◆ Work required: Edit the items from the line with "of the coffee" through the end of the items so that "point" replaces "marker", changing nothing else.

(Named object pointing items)
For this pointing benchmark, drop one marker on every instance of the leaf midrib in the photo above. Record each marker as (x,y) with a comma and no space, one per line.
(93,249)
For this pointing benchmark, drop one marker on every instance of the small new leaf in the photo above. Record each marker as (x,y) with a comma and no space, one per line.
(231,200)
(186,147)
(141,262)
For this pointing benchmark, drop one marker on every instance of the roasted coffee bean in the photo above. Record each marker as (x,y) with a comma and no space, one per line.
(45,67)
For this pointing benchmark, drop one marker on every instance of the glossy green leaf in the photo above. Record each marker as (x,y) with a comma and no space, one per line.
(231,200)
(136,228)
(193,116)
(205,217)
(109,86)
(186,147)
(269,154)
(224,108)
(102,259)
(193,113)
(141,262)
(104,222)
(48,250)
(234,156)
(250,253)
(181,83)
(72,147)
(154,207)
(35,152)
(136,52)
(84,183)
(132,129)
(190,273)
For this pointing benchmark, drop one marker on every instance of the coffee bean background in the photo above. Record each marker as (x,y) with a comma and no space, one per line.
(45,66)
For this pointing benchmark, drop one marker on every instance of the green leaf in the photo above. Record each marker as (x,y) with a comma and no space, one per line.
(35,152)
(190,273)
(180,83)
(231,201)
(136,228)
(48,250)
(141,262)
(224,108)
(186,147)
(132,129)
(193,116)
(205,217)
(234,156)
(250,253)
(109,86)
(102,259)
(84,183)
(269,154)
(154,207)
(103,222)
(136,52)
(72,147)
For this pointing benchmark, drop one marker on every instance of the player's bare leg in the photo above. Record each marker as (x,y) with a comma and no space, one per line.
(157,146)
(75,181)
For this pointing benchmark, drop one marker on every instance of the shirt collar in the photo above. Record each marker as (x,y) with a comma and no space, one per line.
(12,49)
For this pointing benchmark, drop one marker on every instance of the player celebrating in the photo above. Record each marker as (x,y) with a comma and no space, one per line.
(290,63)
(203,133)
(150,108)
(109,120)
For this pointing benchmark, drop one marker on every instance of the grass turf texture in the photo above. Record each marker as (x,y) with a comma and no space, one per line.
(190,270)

◆ Result of the exercise:
For this pointing benchmark, drop one point on every instance of the coffee bean background in the photo above. Record each point as (x,y) with a comma and no space, one per line.
(45,66)
For this pointing benchmark, drop one point on every instance of the green leaf in the photo above. Record each point as (x,y) with a comma and no space, one per line.
(35,152)
(190,273)
(180,83)
(231,201)
(136,228)
(48,250)
(141,262)
(224,108)
(186,147)
(132,129)
(193,116)
(205,217)
(234,156)
(250,253)
(109,86)
(102,259)
(84,183)
(269,154)
(154,207)
(103,222)
(136,52)
(72,147)
For this pointing benchmark, drop one point on every instance of the player's bare leg in the photo above. Record each point as (x,y) with a comma and no space, one per line.
(157,146)
(75,181)
For this pointing benchmark, drop one point on every instance of the shirt collar in the photo above. Record each point as (x,y) with a comma and no space, one per line.
(12,49)
For this pointing benchmark, drop one point on every instance of the player celebrating in the photo above. Record each point as (x,y) with a comma and no space, one per line.
(290,63)
(203,133)
(150,108)
(109,120)
For this pointing benchmark, drop one point on every instance of the grass turf texture in the photo above. Record each point as (x,y) with a comma and no space, one per line.
(190,270)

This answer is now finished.